- **Your objective**: Each line of the data below that carries the word "grille" needs to be copied.

Segment Start: Material to process

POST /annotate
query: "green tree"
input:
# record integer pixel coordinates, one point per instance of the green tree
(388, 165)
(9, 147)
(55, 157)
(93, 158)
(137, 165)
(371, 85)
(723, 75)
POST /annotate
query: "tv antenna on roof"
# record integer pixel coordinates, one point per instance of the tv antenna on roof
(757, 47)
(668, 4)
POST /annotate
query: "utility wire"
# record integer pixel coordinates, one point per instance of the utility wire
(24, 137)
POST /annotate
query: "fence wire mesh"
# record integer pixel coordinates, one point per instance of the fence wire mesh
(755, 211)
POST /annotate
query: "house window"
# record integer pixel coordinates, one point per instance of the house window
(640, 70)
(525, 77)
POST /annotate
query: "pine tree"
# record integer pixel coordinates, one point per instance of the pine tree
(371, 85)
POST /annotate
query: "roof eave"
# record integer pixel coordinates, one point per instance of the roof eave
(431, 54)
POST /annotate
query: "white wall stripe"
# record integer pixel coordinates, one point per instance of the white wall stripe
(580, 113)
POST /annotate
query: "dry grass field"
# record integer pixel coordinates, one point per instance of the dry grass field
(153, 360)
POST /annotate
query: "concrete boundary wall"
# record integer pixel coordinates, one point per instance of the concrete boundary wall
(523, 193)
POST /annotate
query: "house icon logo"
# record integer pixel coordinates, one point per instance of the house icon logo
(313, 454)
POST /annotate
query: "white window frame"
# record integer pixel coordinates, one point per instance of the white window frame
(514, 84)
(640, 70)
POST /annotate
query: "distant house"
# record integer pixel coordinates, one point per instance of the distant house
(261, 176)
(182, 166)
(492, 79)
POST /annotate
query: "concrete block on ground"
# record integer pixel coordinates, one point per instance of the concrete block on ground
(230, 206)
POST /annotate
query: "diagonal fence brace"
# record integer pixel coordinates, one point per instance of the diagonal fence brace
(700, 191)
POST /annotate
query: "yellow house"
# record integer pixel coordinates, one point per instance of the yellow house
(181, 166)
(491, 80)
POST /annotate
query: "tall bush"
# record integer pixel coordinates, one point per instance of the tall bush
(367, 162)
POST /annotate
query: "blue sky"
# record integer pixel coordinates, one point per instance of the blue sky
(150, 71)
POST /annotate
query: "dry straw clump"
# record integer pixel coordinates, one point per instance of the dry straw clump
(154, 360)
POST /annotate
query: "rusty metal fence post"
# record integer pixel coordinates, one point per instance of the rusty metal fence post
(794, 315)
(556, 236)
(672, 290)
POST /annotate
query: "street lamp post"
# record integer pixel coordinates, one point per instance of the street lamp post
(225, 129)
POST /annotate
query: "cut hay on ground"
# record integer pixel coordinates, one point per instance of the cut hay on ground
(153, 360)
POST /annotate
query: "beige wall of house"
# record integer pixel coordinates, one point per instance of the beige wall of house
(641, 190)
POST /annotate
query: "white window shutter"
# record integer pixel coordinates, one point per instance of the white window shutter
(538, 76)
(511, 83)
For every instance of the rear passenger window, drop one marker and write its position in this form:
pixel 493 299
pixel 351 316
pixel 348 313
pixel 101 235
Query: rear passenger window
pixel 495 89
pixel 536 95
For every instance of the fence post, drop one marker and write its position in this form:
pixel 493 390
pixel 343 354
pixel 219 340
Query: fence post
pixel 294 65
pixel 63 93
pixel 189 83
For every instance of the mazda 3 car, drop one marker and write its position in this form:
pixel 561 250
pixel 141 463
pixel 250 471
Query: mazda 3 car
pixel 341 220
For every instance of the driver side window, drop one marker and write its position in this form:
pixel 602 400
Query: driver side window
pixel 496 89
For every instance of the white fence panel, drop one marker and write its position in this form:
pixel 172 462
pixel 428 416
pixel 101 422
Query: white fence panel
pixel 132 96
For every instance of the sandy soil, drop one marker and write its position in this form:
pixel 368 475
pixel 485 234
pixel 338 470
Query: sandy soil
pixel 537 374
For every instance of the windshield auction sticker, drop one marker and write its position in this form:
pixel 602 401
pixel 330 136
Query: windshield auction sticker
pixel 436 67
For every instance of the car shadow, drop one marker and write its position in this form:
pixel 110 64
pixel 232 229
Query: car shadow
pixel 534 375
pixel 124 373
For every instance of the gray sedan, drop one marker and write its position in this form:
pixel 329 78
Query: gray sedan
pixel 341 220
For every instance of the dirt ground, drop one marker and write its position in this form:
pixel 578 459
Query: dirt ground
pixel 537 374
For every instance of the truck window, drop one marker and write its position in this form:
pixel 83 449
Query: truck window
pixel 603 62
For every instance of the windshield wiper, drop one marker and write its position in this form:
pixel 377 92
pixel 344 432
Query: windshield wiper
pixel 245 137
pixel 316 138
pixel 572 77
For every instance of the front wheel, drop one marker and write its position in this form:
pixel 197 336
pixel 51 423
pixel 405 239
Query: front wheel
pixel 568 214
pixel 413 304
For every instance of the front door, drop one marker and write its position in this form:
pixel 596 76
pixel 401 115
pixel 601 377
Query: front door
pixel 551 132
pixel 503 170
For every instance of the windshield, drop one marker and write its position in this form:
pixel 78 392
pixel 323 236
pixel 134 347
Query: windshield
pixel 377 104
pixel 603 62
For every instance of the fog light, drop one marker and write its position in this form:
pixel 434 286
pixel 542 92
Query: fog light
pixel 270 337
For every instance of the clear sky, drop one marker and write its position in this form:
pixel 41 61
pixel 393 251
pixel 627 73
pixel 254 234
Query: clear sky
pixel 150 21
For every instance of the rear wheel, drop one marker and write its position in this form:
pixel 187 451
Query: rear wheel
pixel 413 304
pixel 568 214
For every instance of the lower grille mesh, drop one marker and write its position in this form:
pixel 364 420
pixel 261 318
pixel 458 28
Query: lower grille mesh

Segment End: Material to process

- **Result of this exercise**:
For every instance of the lower grille mesh, drop one marker and write its position in this form:
Query: lower grille mesh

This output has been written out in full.